### EXERCISE DETAILS
The full set of records must be returned exactly, character for character.

### DATASET RECORDS
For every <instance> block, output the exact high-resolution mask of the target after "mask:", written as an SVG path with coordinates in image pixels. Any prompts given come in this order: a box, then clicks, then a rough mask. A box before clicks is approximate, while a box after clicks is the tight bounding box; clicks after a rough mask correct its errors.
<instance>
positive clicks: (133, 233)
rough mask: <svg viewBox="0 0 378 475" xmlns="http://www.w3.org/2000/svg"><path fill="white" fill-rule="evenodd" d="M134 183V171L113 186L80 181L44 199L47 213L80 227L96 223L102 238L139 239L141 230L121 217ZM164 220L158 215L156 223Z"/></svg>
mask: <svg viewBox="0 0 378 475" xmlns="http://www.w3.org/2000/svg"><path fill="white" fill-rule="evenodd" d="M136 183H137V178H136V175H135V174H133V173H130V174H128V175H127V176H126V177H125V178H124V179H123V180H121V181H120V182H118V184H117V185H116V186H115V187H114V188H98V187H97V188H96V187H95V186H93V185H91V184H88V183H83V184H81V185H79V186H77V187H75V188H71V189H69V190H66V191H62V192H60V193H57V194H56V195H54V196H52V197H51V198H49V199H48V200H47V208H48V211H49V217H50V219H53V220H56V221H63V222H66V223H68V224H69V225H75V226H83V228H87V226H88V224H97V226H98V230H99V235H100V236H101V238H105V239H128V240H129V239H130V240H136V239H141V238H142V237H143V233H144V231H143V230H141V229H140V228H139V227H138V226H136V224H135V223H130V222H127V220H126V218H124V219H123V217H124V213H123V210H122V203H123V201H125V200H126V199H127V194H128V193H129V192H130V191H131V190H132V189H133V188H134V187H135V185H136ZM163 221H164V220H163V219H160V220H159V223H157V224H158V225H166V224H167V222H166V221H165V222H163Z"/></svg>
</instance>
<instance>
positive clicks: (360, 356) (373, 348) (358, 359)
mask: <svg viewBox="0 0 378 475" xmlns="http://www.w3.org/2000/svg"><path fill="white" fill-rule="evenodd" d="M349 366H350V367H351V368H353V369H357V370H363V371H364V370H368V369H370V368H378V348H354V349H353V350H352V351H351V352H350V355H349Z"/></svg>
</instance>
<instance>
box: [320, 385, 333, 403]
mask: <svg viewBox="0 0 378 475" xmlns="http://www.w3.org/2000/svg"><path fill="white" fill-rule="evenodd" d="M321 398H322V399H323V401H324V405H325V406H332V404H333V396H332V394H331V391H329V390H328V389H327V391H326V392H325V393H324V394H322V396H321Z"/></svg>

### COMPLETED TASK
For every <instance> block, output the exact high-resolution mask of the target after "mask:", written as an SVG path with coordinates in image pixels. Any prompts given come in this order: a box, then clicks, then a rough mask. A box before clicks is approximate, while a box after clicks is the tight bounding box; clicks after a rough mask correct its errors.
<instance>
positive clicks: (133, 233)
rough mask: <svg viewBox="0 0 378 475" xmlns="http://www.w3.org/2000/svg"><path fill="white" fill-rule="evenodd" d="M134 183V171L113 186L80 181L44 199L47 213L80 227L96 223L102 238L139 239L141 230L121 217ZM164 220L158 215L156 223Z"/></svg>
mask: <svg viewBox="0 0 378 475" xmlns="http://www.w3.org/2000/svg"><path fill="white" fill-rule="evenodd" d="M136 183H137V178H136V175H135V174H133V173H130V174H128V175H127V176H126V177H125V178H124V179H123V180H121V181H120V182H118V184H117V185H116V186H115V187H114V188H98V187H97V188H96V187H95V186H93V185H91V184H88V183H83V184H81V185H79V186H77V187H75V188H71V189H69V190H66V191H62V192H60V193H57V194H56V195H54V196H52V197H51V198H49V199H48V200H47V208H48V211H49V217H50V219H53V220H56V221H63V222H66V223H68V224H69V225H75V226H83V228H87V226H88V224H97V226H98V230H99V235H100V236H101V238H105V239H128V240H129V239H130V240H136V239H141V238H142V237H143V233H144V231H143V230H141V229H140V228H139V227H138V226H136V224H135V223H130V222H127V220H126V218H124V219H123V217H124V213H123V210H122V203H123V201H125V200H126V199H127V194H128V193H129V192H130V191H131V190H132V189H133V188H134V187H135V185H136ZM163 221H164V220H163V219H160V220H159V223H157V224H158V225H166V224H167V222H166V221H165V222H163Z"/></svg>
</instance>
<instance>
positive clicks: (360, 356) (373, 348) (358, 359)
mask: <svg viewBox="0 0 378 475" xmlns="http://www.w3.org/2000/svg"><path fill="white" fill-rule="evenodd" d="M349 366H350V367H351V368H353V369H357V370H363V371H364V370H368V369H370V368H378V348H354V349H353V350H352V351H351V352H350V355H349Z"/></svg>
</instance>
<instance>
box: [320, 385, 333, 403]
mask: <svg viewBox="0 0 378 475" xmlns="http://www.w3.org/2000/svg"><path fill="white" fill-rule="evenodd" d="M321 398H322V399H323V401H324V405H325V406H332V404H333V396H332V394H331V391H329V390H328V389H327V391H326V392H325V393H324V394H322V396H321Z"/></svg>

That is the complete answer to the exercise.